Return the records in full, exactly as given.

[BEGIN Listed records]

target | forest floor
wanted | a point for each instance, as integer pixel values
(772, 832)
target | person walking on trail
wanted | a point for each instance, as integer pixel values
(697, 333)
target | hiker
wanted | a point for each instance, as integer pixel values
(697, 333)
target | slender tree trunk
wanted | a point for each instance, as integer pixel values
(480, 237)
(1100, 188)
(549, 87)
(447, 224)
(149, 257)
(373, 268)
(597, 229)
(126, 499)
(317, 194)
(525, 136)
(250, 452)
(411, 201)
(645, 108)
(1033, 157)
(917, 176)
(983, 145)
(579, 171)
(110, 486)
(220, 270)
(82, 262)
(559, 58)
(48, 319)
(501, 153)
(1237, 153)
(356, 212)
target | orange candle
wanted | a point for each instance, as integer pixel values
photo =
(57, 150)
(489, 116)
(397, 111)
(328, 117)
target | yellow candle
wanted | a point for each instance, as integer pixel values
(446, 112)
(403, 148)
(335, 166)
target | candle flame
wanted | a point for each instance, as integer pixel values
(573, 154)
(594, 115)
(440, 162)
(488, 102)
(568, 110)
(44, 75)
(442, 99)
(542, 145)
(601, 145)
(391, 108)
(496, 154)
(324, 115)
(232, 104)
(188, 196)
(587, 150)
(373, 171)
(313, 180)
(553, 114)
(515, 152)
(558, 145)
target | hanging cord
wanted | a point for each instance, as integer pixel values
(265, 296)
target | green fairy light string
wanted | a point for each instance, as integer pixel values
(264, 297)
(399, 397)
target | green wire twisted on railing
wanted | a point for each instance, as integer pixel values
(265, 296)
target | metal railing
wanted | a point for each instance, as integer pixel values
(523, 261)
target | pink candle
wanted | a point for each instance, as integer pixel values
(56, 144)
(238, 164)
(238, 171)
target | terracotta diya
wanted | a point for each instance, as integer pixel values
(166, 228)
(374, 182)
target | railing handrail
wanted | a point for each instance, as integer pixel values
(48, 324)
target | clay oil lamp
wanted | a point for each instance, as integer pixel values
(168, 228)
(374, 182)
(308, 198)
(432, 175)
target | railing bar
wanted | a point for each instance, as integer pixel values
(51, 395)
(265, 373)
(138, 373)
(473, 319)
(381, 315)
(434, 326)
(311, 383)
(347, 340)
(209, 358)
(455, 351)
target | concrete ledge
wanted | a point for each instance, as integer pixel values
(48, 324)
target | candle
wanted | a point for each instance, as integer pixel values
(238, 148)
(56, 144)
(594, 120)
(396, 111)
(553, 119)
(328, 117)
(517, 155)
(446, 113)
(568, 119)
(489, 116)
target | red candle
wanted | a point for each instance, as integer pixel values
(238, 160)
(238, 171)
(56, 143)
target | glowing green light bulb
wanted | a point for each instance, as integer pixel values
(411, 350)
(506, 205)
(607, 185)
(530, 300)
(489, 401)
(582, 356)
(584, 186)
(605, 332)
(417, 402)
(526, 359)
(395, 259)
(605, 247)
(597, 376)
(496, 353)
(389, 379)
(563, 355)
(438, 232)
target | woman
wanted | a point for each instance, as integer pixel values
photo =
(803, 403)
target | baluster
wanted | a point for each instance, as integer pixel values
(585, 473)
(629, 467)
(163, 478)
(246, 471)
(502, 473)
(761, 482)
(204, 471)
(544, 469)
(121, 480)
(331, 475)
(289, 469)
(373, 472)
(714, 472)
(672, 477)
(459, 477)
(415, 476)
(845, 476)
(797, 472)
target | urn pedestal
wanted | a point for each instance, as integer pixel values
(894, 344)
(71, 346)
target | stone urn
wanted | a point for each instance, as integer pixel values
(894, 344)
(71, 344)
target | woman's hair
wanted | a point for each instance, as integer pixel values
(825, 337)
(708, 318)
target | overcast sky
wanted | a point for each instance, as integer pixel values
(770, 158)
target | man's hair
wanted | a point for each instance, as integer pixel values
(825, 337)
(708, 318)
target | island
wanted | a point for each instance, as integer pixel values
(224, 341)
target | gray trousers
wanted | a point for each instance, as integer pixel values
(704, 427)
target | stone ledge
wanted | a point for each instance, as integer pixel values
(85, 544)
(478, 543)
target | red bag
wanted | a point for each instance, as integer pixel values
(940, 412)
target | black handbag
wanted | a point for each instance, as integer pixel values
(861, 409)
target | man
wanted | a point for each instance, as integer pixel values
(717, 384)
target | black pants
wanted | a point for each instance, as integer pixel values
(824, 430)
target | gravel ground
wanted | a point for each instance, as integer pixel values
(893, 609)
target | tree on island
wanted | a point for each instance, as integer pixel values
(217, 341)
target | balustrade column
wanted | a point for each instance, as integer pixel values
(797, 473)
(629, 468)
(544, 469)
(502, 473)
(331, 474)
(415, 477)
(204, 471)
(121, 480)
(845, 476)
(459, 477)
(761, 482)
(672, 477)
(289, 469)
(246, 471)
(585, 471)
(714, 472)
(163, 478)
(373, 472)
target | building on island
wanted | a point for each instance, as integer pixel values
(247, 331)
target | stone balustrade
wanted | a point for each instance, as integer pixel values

[END Listed records]

--- Answer to this problem ---
target | forest floor
wanted | a point for each instance, as integer pixel values
(772, 832)
target | person walking on trail
wanted | a point for each instance, as integer pixel values
(697, 333)
target | hiker
wanted | a point for each instance, as integer pixel values
(697, 333)
target | slender tree trunk
wanted | a point for each instance, as integer pixel values
(480, 237)
(1100, 188)
(549, 87)
(447, 224)
(149, 257)
(373, 268)
(597, 229)
(126, 499)
(317, 194)
(525, 136)
(250, 452)
(411, 201)
(645, 108)
(1033, 157)
(917, 176)
(983, 145)
(579, 171)
(110, 486)
(220, 270)
(82, 262)
(559, 58)
(48, 319)
(501, 153)
(1237, 153)
(356, 212)
target | orange candle
wanted | a point for each instance, as integer pixel values
photo =
(57, 150)
(489, 116)
(397, 111)
(328, 117)
target | yellow candle
wanted | a point for each instance, as integer pixel values
(446, 112)
(403, 148)
(335, 166)
target | candle flame
wanted | a point for each instance, as integer pixel values
(573, 154)
(594, 115)
(440, 162)
(488, 102)
(568, 110)
(44, 75)
(442, 99)
(542, 145)
(601, 145)
(391, 108)
(496, 154)
(324, 115)
(232, 104)
(188, 196)
(587, 150)
(373, 171)
(313, 180)
(553, 114)
(515, 152)
(558, 145)
target | hanging cord
wanted | a point for each instance, as integer pixel values
(265, 296)
target | green fairy light string
wanted | a point for each instance, as integer pixel values
(264, 297)
(399, 397)
target | green wire twisted on railing
wanted | a point for each instance, as integer pixel values
(265, 296)
target | metal railing
wanted | a point for each instance, as integer pixel values
(523, 261)
target | pink candle
wanted | a point for each instance, as integer pixel values
(56, 144)
(238, 164)
(238, 171)
target | terracotta diya
wanted | a point for each instance, as integer pixel values
(166, 228)
(374, 182)
target | railing handrail
wanted | a point for each instance, as integer pixel values
(48, 324)
target | clay oil lamp
wanted | a point for each instance, as integer pixel values
(168, 228)
(374, 182)
(308, 198)
(432, 175)
target | railing bar
wanted | a point for each instance, as integer pixel values
(51, 395)
(265, 373)
(138, 373)
(473, 319)
(381, 315)
(434, 326)
(311, 383)
(347, 340)
(209, 358)
(455, 351)
target | concrete ledge
wanted | a point for each instance, as integer pixel values
(48, 324)
target | candle
wanted | a point for each instance, as integer pixel values
(238, 148)
(56, 144)
(594, 120)
(396, 111)
(553, 119)
(328, 117)
(517, 155)
(446, 113)
(568, 119)
(489, 116)
target | red candle
wanted | a point for each instance, as integer pixel values
(238, 160)
(238, 171)
(56, 143)
target | glowing green light bulb
wanted | a point for each instance, as integer pixel values
(411, 350)
(506, 205)
(607, 185)
(530, 300)
(489, 401)
(582, 356)
(584, 186)
(605, 332)
(417, 402)
(526, 359)
(395, 259)
(605, 247)
(597, 376)
(496, 353)
(389, 379)
(563, 355)
(438, 232)
target | woman
wanted | a point for each instance, as integer pixel values
photo =
(803, 403)
target | baluster
wanted | a point for each instance, as integer pixel values
(585, 473)
(629, 467)
(163, 478)
(246, 471)
(502, 473)
(761, 482)
(204, 471)
(544, 469)
(121, 480)
(331, 475)
(289, 469)
(373, 472)
(714, 472)
(672, 477)
(459, 477)
(415, 476)
(845, 476)
(797, 472)
target | urn pedestal
wanted | a point for each instance, as integer pixel values
(894, 344)
(71, 346)
target | stone urn
wanted | a point for each instance, as integer pixel values
(894, 344)
(71, 344)
target | woman's hair
wanted | a point for each instance, as integer pixel values
(825, 337)
(708, 318)
target | overcast sky
wanted | a point for each instance, as integer pixel values
(770, 158)
target | man's hair
wanted | a point for each instance, as integer pixel values
(825, 337)
(708, 318)
target | island
wanted | a point for each instance, as integer pixel values
(224, 341)
target | gray trousers
wanted | a point for each instance, as integer pixel values
(704, 427)
target | stone ledge
wanted | a point for each instance, as integer pixel values
(85, 544)
(478, 543)
target | red bag
wanted | a point for each instance, as integer pixel values
(940, 412)
target | black handbag
wanted | a point for each instance, as integer pixel values
(861, 409)
target | man
wanted | a point for each instance, as integer pixel values
(717, 384)
target | black pants
wanted | a point for each instance, as integer pixel values
(824, 430)
target | gravel ground
wanted | a point for each instance, as integer pixel values
(893, 609)
target | tree on island
wanted | a point for each instance, as integer pixel values
(217, 341)
target | balustrade column
wanted | a point for each instance, as integer pixel values
(797, 473)
(629, 468)
(544, 469)
(502, 473)
(331, 474)
(415, 477)
(204, 471)
(121, 480)
(845, 476)
(459, 477)
(761, 482)
(672, 477)
(289, 469)
(246, 471)
(585, 471)
(714, 472)
(163, 478)
(373, 472)
target | building on island
wanted | a point for each instance, as integer pixel values
(247, 331)
target | stone balustrade
wanted | a point for each instance, as integer pixel values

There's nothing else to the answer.